##### TEXTE SOURCE
Cette contestation s'étendit dans l'Empire comme dans le Royaume capétien dès le XI° siècle. Des hommes surgirent, animés à la fois par la dénonciation des abus de l’Église et par le souci de vivre selon des préceptes apostoliques et évangéliques. Ces croyants, minorité de lettrés et majorité d'hommes du peuple, dénonçaient un clergé corrompu, simoniaque, des évêques mariés menant une vie de grands seigneurs, des chanoines cadets de familles nobles soucieux des biens matériels, des terres et des dîmes.
##########
CONSIGNE
D'après le texte source, à partir de quel siècle cette contestation s'étendit-elle dans l'Empire et dans le Royaume capétien ?
##### MATÉRIEL
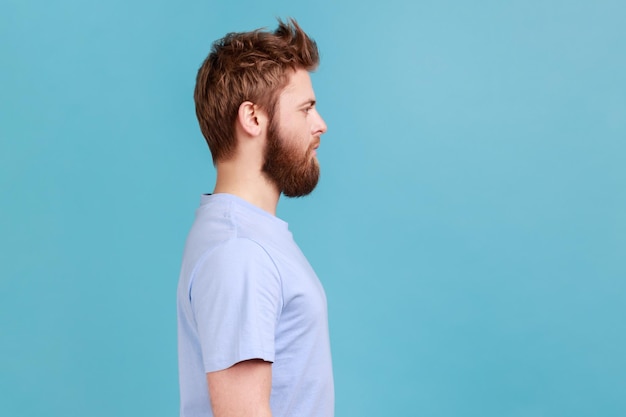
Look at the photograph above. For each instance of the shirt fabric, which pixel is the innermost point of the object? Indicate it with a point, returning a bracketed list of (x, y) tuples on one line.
[(246, 291)]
##########
RÉPONSE ATTENDUE
Dès le XIe siècle.